# Instructions to follow
Reproduce the stretch from the line containing "target: <item>utility pole</item>" through the end of the rows, changing "separate parts" to "disconnected pieces" and leaving everything else unchanged. Give only those lines.

# Input for this task
## Start

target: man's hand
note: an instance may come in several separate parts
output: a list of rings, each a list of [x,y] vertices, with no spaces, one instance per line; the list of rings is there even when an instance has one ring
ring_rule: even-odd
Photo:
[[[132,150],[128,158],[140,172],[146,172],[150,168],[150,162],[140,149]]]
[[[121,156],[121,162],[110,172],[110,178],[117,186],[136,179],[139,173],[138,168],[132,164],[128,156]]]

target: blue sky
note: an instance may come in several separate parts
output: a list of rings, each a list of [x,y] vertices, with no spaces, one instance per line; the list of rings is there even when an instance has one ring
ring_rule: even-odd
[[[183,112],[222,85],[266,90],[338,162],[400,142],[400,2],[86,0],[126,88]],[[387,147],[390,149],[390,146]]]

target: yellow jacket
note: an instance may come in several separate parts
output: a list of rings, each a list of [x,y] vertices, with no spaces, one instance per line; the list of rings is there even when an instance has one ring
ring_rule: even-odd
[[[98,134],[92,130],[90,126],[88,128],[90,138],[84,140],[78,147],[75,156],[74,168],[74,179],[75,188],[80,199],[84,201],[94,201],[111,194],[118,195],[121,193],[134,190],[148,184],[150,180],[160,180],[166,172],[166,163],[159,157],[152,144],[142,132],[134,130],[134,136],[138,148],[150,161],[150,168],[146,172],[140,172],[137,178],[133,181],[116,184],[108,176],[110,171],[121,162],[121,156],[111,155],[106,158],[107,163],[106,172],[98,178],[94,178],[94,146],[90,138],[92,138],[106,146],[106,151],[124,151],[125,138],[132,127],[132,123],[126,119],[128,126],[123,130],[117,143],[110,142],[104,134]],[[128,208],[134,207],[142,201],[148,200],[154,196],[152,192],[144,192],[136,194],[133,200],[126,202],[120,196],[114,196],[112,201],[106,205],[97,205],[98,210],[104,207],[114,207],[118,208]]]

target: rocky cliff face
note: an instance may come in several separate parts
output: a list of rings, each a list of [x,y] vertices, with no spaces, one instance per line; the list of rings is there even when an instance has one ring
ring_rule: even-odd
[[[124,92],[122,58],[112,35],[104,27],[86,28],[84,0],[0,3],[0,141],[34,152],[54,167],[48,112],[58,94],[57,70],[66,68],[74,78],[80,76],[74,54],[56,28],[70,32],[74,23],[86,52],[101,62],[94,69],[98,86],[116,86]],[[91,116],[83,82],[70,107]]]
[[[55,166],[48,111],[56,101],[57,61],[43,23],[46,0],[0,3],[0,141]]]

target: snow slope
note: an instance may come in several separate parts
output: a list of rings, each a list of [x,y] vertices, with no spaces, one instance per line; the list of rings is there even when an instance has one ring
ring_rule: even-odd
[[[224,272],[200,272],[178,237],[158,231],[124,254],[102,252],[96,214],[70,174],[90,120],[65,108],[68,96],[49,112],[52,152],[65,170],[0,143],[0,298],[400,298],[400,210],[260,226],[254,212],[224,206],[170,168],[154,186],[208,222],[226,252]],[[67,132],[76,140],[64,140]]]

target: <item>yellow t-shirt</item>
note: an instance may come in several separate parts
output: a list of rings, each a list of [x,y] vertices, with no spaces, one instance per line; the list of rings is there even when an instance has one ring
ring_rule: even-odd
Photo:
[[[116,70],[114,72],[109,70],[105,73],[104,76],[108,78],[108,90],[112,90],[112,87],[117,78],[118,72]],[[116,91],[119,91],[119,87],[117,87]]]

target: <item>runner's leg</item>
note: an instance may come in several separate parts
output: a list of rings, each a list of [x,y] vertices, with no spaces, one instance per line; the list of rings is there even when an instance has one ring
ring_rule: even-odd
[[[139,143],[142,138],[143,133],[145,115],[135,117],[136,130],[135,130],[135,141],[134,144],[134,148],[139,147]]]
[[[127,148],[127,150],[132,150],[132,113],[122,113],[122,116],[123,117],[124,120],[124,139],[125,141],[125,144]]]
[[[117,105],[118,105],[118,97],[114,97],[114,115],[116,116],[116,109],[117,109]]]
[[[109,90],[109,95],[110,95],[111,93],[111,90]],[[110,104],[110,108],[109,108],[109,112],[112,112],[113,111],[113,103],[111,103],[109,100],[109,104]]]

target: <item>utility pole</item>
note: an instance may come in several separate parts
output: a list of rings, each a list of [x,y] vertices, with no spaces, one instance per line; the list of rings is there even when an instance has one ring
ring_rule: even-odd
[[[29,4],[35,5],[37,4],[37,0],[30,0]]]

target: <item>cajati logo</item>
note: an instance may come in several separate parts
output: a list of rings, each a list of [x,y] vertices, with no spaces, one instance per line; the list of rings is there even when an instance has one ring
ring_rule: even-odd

## End

# Exercise answer
target: <item>utility pole</item>
note: an instance may come in several disconnected pieces
output: a list of rings, each a list of [x,y] vertices, with no spaces, one instance per line; the list of rings is there even when an instance has one ring
ring_rule: even-odd
[[[29,4],[35,5],[37,4],[37,0],[30,0]]]

target: <item>cajati logo</item>
note: an instance may come in several disconnected pieces
output: a list of rings, each a list of [x,y] vertices, with no spaces, one instance per line; the list of rings is there even when an instance has one ring
ring_rule: even-odd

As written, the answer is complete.